- PROBLEM STATEMENT
Render the stretch from the line containing "Where can the dry" through the end of the records as a numbered list, leaving out any blank lines.
--- THE DATA ---
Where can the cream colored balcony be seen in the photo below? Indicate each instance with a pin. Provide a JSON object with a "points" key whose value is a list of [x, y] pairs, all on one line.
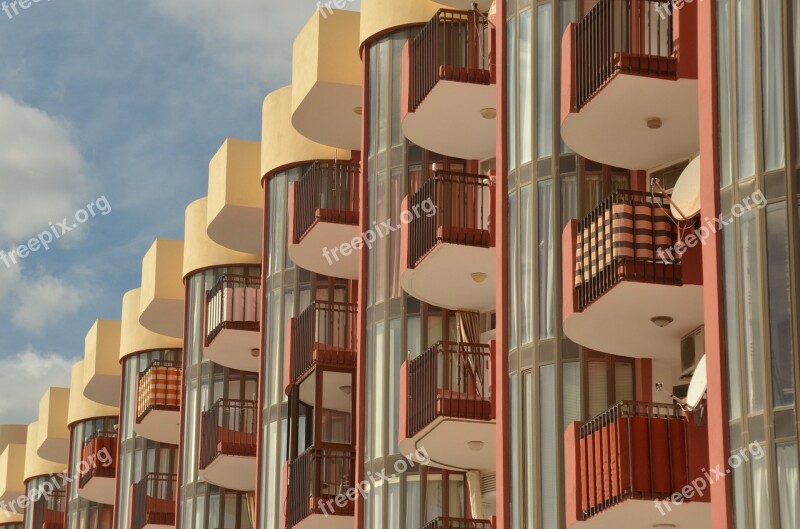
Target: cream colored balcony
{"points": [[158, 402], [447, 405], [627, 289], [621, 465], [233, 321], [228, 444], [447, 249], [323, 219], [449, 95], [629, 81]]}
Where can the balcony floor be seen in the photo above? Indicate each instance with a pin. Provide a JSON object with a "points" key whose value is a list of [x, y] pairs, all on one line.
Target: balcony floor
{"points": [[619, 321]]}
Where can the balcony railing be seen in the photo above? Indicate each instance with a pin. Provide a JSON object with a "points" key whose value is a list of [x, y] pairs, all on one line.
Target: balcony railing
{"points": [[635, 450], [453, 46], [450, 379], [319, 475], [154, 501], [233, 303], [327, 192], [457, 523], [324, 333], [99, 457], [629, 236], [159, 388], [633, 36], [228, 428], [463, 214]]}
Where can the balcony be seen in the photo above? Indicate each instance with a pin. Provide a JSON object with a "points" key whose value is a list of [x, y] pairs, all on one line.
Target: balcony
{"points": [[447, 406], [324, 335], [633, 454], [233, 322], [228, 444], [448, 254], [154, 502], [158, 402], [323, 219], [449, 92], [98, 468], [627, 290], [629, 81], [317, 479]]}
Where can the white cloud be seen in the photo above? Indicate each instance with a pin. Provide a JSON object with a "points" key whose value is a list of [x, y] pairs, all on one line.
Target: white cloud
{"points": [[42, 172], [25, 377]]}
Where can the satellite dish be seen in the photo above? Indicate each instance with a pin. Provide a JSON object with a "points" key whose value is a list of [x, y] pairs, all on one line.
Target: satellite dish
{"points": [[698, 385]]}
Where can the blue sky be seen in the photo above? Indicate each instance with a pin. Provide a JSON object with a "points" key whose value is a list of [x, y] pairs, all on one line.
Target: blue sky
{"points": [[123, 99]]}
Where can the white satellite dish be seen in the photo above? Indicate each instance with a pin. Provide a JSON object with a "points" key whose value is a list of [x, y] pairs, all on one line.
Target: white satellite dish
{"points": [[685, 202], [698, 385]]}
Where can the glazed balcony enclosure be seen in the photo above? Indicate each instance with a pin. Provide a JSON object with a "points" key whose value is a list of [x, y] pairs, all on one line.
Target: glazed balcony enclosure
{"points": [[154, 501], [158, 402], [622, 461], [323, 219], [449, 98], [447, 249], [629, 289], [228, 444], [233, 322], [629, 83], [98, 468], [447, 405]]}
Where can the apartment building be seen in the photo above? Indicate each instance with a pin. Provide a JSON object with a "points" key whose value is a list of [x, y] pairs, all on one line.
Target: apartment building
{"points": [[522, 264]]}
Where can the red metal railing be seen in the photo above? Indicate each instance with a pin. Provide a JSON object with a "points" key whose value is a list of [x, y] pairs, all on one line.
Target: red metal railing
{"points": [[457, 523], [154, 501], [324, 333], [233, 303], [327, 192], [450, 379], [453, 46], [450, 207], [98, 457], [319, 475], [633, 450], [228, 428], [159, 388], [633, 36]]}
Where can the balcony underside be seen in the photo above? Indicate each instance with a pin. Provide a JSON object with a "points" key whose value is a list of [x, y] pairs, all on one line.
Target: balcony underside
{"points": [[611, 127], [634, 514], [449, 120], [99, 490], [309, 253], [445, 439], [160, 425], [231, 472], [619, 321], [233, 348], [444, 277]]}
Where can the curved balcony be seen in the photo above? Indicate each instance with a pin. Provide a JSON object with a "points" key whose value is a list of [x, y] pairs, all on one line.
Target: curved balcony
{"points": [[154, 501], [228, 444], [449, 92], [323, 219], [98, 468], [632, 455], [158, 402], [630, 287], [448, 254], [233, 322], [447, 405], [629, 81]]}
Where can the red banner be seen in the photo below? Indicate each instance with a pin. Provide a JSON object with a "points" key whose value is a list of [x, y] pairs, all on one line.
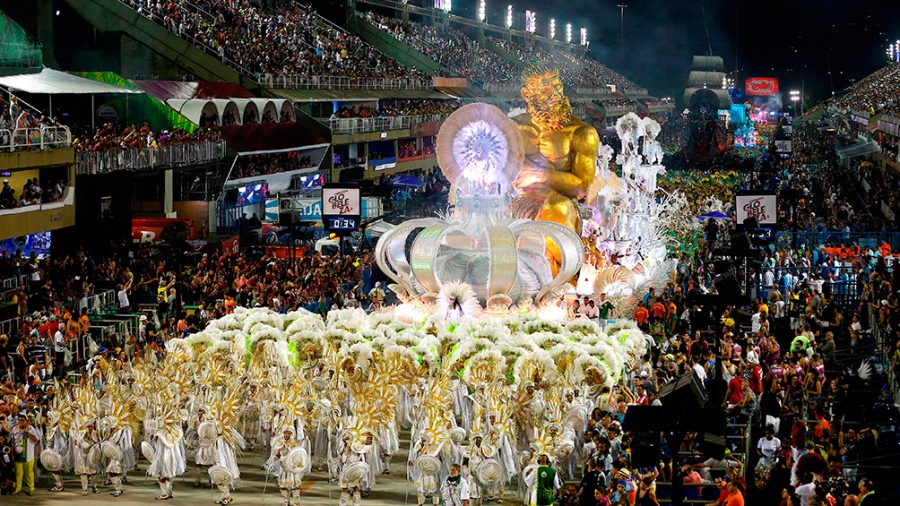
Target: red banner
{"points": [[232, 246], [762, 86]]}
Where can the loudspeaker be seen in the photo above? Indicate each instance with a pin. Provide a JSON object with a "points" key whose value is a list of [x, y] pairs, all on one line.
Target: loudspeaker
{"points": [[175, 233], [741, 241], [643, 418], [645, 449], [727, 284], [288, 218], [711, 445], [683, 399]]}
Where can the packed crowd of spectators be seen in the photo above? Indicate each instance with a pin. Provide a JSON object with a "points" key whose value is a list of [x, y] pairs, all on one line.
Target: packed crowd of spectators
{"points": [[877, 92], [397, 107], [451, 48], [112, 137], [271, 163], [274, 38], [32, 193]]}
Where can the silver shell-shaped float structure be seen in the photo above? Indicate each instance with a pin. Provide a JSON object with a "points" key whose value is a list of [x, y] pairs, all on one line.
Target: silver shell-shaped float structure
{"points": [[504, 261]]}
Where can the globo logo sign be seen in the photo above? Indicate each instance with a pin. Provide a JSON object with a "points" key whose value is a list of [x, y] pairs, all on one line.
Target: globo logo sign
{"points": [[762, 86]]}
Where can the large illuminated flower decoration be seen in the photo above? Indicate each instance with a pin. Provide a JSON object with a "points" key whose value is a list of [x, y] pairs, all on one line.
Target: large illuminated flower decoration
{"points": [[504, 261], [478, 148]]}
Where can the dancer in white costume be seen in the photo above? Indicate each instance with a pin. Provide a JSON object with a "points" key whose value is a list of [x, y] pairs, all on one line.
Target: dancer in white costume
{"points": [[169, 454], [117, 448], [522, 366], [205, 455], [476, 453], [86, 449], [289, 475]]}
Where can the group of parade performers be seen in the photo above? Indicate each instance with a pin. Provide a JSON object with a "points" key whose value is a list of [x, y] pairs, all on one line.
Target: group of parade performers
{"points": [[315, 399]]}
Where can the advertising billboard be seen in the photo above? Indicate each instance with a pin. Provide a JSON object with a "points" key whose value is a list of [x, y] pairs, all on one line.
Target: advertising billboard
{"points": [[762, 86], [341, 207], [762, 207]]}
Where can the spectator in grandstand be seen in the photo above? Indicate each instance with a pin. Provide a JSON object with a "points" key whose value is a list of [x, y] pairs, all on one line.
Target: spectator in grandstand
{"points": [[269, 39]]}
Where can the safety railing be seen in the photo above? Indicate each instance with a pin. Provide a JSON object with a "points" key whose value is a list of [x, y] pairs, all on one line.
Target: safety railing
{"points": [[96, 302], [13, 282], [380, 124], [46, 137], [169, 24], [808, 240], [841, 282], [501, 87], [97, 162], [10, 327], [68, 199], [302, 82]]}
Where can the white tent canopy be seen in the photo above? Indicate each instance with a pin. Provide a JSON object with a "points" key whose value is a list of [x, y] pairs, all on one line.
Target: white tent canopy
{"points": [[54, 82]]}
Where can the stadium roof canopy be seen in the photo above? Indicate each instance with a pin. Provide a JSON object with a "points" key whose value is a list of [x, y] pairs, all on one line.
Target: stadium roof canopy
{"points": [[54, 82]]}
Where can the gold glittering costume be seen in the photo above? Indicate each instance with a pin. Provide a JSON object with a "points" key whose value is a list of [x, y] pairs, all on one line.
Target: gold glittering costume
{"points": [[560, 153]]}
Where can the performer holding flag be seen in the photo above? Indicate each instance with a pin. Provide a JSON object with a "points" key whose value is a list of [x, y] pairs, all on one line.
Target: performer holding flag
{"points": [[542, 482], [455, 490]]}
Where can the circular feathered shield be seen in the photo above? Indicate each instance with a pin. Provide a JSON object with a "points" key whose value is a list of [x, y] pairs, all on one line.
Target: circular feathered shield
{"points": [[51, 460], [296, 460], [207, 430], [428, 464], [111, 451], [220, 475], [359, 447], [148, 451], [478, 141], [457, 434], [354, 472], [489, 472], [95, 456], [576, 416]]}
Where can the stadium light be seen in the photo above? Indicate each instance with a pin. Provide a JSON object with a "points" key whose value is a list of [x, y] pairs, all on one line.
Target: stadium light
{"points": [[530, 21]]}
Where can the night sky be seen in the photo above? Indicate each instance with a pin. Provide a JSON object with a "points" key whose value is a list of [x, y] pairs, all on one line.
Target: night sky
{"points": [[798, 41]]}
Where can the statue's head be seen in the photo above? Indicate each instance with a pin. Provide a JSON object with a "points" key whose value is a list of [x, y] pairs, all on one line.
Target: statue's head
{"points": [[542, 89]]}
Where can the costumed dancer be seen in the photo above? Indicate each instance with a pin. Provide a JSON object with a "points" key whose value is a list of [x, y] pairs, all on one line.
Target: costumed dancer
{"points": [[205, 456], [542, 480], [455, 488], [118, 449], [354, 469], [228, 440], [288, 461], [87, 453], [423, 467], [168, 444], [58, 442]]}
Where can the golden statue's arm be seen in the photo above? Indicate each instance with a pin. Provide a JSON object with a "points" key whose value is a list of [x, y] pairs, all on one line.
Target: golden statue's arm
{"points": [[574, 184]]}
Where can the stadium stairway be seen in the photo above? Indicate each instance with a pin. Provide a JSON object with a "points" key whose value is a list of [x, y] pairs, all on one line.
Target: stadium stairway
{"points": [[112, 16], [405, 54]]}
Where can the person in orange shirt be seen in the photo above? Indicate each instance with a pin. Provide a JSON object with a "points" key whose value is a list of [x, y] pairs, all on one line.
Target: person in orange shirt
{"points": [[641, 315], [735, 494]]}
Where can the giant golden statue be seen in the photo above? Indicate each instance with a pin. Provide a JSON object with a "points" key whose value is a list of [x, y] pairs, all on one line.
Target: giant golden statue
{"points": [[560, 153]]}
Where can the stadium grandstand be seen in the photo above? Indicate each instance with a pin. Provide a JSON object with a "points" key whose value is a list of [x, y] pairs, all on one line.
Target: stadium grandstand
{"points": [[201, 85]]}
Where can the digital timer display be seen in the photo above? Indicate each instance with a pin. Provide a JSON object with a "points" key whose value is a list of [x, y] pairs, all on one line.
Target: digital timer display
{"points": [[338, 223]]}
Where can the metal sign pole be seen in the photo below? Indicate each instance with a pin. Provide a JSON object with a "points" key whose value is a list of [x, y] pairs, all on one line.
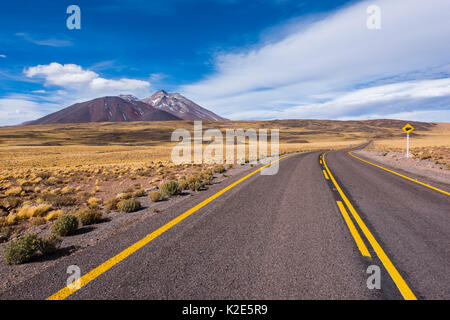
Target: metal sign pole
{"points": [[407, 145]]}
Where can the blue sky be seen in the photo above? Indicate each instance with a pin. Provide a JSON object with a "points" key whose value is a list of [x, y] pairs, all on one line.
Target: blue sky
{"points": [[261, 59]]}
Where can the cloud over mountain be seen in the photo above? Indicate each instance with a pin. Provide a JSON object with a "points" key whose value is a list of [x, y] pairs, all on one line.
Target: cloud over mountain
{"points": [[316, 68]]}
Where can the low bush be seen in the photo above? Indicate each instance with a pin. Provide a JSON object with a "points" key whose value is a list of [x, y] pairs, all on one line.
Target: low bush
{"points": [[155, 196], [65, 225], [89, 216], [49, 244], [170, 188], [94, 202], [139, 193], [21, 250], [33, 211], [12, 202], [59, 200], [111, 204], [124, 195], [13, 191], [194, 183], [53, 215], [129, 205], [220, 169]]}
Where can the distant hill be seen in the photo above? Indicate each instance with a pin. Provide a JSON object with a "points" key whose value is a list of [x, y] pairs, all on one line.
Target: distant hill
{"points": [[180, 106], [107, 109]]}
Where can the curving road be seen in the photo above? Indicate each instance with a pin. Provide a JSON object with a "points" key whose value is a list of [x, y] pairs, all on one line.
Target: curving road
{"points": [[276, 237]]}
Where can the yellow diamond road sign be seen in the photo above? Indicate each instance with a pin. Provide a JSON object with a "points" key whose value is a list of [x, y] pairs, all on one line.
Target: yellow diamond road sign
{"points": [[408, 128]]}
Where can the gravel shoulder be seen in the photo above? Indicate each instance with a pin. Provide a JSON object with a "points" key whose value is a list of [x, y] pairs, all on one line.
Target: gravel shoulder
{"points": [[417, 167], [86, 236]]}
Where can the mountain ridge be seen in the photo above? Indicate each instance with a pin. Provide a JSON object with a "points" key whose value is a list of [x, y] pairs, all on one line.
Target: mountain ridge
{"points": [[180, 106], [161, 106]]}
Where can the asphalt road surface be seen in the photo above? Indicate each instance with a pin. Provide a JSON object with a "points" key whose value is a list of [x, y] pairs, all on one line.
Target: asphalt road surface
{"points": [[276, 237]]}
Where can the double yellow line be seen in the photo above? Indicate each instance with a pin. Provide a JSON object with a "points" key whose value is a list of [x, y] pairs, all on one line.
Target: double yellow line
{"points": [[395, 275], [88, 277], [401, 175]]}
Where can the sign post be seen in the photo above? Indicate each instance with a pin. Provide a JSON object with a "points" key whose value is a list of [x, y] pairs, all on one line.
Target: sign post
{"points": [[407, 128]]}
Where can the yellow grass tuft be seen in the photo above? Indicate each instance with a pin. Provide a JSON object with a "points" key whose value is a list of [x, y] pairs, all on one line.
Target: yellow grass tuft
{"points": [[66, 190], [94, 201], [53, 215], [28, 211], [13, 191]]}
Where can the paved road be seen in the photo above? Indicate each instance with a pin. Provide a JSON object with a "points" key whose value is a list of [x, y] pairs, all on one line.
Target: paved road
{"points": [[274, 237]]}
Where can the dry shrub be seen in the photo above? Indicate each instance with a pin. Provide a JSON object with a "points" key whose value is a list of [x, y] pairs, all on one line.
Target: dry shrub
---
- FINAL RESULT
1. Where can the dry shrub be seen in the photo above? Indicate each instance with a pin. Provide a JSON object with a "points" key whose value is a list of [x, y] pairs, all on one line.
2. Target: dry shrub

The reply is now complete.